╔══
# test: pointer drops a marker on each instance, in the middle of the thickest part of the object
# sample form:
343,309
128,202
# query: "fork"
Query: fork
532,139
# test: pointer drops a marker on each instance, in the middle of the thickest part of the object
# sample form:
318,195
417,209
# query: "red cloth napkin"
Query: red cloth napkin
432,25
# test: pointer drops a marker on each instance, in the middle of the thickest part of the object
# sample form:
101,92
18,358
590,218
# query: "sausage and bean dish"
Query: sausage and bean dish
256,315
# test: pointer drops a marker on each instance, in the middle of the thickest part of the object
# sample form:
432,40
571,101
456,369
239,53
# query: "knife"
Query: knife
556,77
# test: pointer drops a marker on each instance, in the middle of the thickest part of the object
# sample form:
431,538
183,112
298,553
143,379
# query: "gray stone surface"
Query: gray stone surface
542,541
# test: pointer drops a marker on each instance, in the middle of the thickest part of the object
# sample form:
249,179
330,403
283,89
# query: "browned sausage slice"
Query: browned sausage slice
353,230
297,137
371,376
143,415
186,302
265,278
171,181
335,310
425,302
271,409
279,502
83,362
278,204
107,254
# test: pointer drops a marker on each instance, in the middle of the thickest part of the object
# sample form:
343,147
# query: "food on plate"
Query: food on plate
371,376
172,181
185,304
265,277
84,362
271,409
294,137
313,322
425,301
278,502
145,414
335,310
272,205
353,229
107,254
╚══
-- SET EXERCISE --
Output all of the material exactly as written.

-- RESULT OF THIS TASK --
# test: pointer drops a marker on each instance, in the middle of the thickest part of the object
# sample form:
343,309
128,202
# query: "fork"
Query: fork
532,139
# test: pointer drops a marker on each instance, in the middle of the thickest part of the object
# sample form:
318,195
417,209
# query: "red cloth napkin"
Query: red cloth napkin
432,25
# test: pointer drops a marker on each instance, in the middle of the thickest part of the object
# sample form:
101,92
18,358
590,218
# query: "sausage and bean dish"
Query: sausage and bean dish
256,315
# test: pointer drops a marker on each instance, in the middle of the thickest part of the object
# sample form:
432,40
571,101
456,369
239,53
# query: "knife"
Query: knife
556,77
# test: pointer drops a marker on each instance, in the middle of the thickest part of the object
# sample form:
431,538
183,112
298,553
143,379
# query: "gray stone surface"
Query: gray stone surface
542,541
# test: pointer drops a marker on each instance, in the middle of the thickest part of the object
# sample form:
249,179
330,403
283,89
# query: "browned sausage slice"
Query: browned sausage slice
353,230
297,137
371,376
143,415
186,302
265,278
171,181
335,310
425,302
271,409
279,502
83,362
278,204
107,254
# test: pointer drops a marker on each instance, in the middle of the thickest part of the object
# sample form:
343,147
# query: "food on plate"
Query: food on plate
371,376
172,181
185,304
265,277
84,362
271,409
294,137
313,322
425,301
278,502
145,414
335,310
272,205
353,229
107,254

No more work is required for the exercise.